Copy verbatim the part of the rows below that opens with the line containing "Annotation task — locate each instance of the wet" and closes with the last line of the rows, including both of those lines.

-=-=-

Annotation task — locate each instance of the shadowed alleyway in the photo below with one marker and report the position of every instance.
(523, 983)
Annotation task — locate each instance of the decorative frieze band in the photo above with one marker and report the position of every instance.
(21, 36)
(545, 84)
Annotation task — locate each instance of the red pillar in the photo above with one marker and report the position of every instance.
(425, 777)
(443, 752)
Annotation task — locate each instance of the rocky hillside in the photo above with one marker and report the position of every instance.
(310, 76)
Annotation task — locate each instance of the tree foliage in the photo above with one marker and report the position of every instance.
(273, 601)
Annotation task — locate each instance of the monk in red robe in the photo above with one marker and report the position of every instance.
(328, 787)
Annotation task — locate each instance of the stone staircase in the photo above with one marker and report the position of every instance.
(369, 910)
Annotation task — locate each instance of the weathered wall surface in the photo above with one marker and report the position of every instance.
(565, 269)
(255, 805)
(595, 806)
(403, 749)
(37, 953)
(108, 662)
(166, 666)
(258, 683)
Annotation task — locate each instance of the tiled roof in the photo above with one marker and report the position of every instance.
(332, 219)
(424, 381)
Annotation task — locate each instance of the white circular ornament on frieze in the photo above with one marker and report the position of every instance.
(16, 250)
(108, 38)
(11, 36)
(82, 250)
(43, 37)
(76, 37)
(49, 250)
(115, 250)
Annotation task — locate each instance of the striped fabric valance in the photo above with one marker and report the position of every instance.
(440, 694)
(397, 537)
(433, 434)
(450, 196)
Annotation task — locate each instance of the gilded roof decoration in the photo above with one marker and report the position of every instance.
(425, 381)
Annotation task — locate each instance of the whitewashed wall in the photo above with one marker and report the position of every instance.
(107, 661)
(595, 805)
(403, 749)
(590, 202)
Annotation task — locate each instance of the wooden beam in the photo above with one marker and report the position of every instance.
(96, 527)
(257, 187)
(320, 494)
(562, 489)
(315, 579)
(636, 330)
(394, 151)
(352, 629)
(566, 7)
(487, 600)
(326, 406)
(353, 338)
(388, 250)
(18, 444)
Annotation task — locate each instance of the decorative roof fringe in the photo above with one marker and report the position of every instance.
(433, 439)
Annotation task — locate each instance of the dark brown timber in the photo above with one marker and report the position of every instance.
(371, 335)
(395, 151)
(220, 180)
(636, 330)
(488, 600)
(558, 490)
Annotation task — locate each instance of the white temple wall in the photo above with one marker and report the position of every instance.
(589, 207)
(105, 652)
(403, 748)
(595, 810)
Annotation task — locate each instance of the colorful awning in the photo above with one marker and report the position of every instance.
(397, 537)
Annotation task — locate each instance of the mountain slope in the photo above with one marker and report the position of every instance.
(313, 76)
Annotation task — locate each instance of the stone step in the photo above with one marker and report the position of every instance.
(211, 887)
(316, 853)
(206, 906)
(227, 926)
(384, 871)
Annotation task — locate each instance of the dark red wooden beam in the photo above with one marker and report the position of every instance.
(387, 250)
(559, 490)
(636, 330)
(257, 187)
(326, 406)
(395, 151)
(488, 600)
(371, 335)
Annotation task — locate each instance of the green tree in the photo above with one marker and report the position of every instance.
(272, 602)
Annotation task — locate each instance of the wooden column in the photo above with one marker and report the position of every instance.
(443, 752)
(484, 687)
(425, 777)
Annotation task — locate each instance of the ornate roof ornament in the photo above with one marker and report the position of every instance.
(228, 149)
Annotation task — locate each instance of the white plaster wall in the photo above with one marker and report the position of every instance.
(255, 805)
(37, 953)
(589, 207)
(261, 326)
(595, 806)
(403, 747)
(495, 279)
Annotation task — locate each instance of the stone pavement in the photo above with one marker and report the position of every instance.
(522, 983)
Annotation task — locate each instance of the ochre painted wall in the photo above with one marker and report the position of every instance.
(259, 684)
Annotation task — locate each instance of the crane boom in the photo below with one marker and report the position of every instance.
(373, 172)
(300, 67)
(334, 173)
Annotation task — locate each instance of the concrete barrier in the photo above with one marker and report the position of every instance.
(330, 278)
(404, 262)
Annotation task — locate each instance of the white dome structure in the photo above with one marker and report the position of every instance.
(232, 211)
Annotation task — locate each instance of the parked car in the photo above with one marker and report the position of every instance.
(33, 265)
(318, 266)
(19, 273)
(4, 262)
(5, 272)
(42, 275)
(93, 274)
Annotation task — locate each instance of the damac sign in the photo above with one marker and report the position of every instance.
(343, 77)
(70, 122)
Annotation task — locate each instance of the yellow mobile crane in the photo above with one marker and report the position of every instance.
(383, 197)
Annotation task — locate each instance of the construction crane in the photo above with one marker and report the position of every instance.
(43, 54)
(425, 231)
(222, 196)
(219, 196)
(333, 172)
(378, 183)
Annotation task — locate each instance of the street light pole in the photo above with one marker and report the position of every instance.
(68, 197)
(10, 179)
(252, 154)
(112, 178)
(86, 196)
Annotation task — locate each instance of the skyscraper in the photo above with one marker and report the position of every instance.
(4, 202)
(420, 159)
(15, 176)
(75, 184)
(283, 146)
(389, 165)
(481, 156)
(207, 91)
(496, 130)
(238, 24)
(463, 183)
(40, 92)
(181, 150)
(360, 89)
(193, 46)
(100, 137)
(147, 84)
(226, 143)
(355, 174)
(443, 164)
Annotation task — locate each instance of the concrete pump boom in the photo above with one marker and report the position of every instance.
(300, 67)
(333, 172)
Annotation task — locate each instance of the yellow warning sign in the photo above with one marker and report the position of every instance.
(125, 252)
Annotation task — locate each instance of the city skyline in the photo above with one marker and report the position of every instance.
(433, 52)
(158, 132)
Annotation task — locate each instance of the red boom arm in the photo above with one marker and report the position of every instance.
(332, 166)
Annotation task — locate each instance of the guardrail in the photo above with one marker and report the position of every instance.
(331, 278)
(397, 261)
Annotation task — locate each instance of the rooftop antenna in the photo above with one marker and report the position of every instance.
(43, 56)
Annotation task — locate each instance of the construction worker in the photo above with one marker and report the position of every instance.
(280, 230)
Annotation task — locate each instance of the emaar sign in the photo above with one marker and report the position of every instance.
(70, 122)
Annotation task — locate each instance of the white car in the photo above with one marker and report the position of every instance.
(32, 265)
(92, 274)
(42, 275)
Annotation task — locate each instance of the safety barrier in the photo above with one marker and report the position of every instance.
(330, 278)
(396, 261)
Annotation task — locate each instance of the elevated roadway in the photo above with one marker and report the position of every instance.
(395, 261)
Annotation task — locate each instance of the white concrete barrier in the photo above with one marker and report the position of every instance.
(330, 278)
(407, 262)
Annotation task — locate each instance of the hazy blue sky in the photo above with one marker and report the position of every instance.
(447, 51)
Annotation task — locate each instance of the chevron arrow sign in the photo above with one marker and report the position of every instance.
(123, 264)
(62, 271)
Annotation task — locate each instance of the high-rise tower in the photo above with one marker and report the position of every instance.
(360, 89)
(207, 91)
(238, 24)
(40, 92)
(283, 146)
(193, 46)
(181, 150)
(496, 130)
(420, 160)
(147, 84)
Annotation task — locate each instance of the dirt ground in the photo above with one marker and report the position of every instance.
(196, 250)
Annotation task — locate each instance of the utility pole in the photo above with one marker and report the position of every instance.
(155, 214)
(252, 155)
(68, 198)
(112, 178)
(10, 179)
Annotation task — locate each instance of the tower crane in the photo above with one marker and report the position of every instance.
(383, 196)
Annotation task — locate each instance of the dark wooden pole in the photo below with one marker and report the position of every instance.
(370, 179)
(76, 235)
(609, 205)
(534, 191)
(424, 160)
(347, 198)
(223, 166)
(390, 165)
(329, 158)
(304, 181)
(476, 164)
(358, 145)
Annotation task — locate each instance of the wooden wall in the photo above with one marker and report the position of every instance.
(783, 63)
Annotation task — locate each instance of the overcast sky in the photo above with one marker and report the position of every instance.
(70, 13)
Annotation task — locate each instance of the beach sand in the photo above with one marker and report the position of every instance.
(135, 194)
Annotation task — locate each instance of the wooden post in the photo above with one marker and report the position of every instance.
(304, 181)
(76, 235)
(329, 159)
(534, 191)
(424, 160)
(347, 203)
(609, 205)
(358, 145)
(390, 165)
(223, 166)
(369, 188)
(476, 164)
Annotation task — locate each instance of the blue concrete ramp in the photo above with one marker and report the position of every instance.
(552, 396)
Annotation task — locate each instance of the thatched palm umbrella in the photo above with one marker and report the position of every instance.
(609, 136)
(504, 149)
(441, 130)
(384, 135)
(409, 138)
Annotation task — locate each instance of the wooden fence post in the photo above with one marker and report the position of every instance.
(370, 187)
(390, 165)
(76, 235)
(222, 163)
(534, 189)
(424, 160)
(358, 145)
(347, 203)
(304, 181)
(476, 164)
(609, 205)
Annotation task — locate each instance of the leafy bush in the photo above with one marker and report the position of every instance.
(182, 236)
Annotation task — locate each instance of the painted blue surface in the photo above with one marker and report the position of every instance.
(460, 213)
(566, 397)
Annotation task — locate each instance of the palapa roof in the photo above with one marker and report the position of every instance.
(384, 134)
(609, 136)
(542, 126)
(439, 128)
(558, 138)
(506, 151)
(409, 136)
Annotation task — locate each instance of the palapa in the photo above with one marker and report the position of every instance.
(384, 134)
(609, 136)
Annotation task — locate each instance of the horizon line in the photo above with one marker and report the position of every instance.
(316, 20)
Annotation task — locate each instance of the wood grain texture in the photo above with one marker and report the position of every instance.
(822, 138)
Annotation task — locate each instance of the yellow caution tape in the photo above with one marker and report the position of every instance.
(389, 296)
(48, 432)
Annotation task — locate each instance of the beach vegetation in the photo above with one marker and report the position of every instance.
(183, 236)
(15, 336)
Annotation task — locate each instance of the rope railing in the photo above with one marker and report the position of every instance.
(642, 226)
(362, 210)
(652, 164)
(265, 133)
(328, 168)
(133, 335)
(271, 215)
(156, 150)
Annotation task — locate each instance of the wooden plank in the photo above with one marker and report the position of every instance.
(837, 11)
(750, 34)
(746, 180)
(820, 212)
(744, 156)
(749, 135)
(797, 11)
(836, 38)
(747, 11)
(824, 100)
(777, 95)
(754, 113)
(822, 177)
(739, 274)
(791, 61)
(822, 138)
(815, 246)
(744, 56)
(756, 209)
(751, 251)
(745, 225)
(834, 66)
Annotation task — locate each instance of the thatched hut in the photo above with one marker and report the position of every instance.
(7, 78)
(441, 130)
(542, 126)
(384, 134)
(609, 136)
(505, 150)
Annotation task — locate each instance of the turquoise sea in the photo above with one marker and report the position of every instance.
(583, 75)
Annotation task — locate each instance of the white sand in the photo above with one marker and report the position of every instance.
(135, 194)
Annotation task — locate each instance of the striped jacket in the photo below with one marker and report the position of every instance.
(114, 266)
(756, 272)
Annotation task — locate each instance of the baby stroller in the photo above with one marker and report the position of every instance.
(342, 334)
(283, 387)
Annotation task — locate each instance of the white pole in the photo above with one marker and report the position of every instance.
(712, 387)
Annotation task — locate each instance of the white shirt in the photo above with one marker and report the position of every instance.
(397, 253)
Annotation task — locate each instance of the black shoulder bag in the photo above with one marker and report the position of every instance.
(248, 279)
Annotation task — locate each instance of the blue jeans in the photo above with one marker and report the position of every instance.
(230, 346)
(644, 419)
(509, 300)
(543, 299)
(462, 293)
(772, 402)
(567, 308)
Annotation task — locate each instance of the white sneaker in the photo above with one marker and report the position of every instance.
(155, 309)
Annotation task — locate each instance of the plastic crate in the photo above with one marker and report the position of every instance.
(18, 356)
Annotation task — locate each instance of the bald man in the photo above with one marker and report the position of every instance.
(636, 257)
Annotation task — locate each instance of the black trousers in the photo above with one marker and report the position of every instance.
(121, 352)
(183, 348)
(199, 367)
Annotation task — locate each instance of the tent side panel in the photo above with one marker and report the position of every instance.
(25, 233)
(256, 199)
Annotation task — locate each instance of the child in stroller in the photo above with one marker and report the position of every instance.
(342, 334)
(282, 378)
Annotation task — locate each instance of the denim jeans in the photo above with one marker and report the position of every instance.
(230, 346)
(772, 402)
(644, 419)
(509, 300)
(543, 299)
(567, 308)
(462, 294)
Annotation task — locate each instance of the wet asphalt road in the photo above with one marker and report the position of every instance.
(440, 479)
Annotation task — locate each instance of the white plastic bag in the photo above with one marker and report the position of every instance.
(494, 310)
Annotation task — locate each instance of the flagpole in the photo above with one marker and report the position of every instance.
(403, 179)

-=-=-

Reply
Annotation task — locate each instance of the wet asphalt road in the photo above with one marker and report the position of every instance.
(440, 479)
Annotation task — locate each instance of the white plastic bag in the photo above with one marker and report the position of every instance.
(494, 310)
Annotation task — locate each instance of the flagpole in the photo above with one marker and report the position of every instance.
(403, 179)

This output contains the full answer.